___ Input material

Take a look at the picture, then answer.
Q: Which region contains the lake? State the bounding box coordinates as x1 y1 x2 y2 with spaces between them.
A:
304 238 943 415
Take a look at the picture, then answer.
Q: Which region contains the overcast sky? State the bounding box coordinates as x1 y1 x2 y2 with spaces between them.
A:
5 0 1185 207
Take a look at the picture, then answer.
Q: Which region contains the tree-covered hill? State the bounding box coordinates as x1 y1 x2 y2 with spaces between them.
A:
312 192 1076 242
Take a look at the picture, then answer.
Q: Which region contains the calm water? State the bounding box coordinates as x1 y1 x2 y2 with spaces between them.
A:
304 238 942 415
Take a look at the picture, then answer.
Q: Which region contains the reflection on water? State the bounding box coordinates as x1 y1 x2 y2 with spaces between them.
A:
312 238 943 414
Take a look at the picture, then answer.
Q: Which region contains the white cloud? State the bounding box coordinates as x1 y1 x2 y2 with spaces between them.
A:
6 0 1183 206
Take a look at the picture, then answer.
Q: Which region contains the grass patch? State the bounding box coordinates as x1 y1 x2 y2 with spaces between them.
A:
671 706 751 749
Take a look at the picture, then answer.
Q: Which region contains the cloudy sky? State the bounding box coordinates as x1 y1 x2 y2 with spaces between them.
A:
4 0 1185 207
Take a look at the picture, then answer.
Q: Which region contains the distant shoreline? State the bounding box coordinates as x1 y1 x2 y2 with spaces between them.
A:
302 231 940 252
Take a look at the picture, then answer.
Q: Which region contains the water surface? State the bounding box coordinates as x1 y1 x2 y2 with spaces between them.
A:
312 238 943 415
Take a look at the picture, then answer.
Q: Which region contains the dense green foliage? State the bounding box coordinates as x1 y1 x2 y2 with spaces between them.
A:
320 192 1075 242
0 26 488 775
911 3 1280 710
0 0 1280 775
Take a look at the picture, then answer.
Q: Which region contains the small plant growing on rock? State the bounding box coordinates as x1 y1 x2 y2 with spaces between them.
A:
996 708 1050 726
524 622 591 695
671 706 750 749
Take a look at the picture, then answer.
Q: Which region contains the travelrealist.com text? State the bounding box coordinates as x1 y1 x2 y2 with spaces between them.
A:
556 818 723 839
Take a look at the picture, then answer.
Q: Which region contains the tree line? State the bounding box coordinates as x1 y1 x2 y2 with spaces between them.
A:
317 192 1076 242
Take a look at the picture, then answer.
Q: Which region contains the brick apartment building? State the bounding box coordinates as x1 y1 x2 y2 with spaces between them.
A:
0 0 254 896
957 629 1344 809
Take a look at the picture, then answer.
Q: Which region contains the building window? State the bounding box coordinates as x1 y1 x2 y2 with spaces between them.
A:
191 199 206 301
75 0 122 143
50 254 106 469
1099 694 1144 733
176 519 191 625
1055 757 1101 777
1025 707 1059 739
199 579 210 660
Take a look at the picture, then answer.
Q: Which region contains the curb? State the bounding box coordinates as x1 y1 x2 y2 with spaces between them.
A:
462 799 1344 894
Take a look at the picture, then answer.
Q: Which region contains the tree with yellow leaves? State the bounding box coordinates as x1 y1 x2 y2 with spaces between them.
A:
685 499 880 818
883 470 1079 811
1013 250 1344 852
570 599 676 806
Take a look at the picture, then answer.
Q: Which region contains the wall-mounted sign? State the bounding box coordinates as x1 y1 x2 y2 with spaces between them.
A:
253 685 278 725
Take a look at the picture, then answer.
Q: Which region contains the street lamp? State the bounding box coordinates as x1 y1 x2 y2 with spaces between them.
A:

______

To do: Reproduce all of the items above verbatim, from first to last.

Finished task:
Take a look at the picture, then answer.
Q: Which region contains the lake? State the bounding box coordinates as x1 y1 x2 y2 with spaces between them.
A:
304 238 943 415
Take a look at the picture, then answer.
Q: Which region contains the overcast sky? State the bounding box coordinates as x1 y1 x2 y2 with spaces between them.
A:
5 0 1185 207
Take a look at the picture, then answer.
Q: Which region contains the tree-covered hill? State the bounding box coordinates as x1 y1 x2 y2 with spaces between them.
A:
312 192 1076 242
Take a look at the picture, then answer.
Q: Which region contains the calm water? State the bounding box coordinates as x1 y1 x2 y2 with spaces between them.
A:
304 238 942 415
Take a look at the picture, then answer.
Q: Which region contains the reflection on water? State the bounding box coordinates as x1 y1 x2 y2 with spaces between them.
A:
312 238 943 414
Take a look at the picture, then answer.
Q: Which region contains the white cloud? State the bounding box coordinates as x1 y1 x2 y2 with spaces between them.
A:
6 0 1183 206
Take a look at the picture, then answer.
Q: Which region contains the grass patch? State the bounding box coordinates as x1 y1 x2 y2 with spaces between them.
A:
671 706 751 749
Take a look at the picture, then answer.
Q: Which region contains the cloudy sky? State the bounding box coordinates as x1 y1 x2 y2 with spaces between them.
A:
4 0 1185 207
Take a look at the picture, then answer.
Q: Which region contains the distant shoreline? State the bounding box coordinates as x1 y1 x2 y2 with spaces between them.
A:
302 231 940 252
Take a look at the picture, then answer.
Q: Which region contains the water surface? State the bounding box coordinates as x1 y1 x2 y2 with spaces between them.
A:
312 238 943 415
Take a look at the picture, then answer.
Q: Which region contains the dense green foliage? State the bounding box coordinates as x1 y1 x2 y2 with spaces between them.
A:
320 192 1075 242
0 26 488 775
911 3 1280 710
0 0 1280 775
Take a look at the picture, then answer.
Q: Which region contains the small plant growing on rock? State the bounding box coordinates as x1 y1 x2 y2 with spaces between them.
A:
996 708 1050 726
524 622 591 695
671 706 750 749
Take a look at the picture, then answer.
Q: Which region contains the travelrealist.com text? State the bounding box coordinates as x1 y1 x2 y2 with spaces between them.
A:
556 818 723 839
Take a look at the picture, then answer.
Q: Which region contains the tree line? State the bounding box coordinates as x1 y1 x2 y2 with spaces between them.
A:
317 192 1076 242
Take a look at the picture, then answer.
Q: Which region contains the brick apartment building? State the bounding box coordinates as x1 y1 x2 y2 with spaces between them.
A:
0 0 254 896
957 629 1344 809
Take a look at the picture, then answer.
Q: Which region contains the building window? State the bounding box coordinates as x1 y1 x2 y2 with spaces between them.
A:
191 199 206 301
75 0 122 143
50 254 106 469
1099 694 1144 733
176 519 191 625
1055 757 1101 777
1025 707 1059 739
199 579 210 660
Take a look at the picture, then answer.
Q: Which region contains the curb? State the bounding box coordinates as x1 y1 x2 y2 with spaces between them.
A:
462 799 1344 894
Take a look at the picture, then answer.
Q: Which region contains the tree with yellow leaves? State the bounding box coordinates as x1 y1 x2 y2 with spaces between them.
A:
685 499 880 818
883 470 1079 811
1013 250 1344 852
570 599 676 806
Take a look at the picture, then answer.
Q: Which region contains the wall-mounted sign? State the bounding box coordinates as x1 y1 x2 y2 with spaces between them.
A:
253 685 278 725
Take a look at the picture, then answer.
Q: Which region contains the street lamp? State the bounding box coordinates as x1 y1 x2 y2 with spaces between them.
A:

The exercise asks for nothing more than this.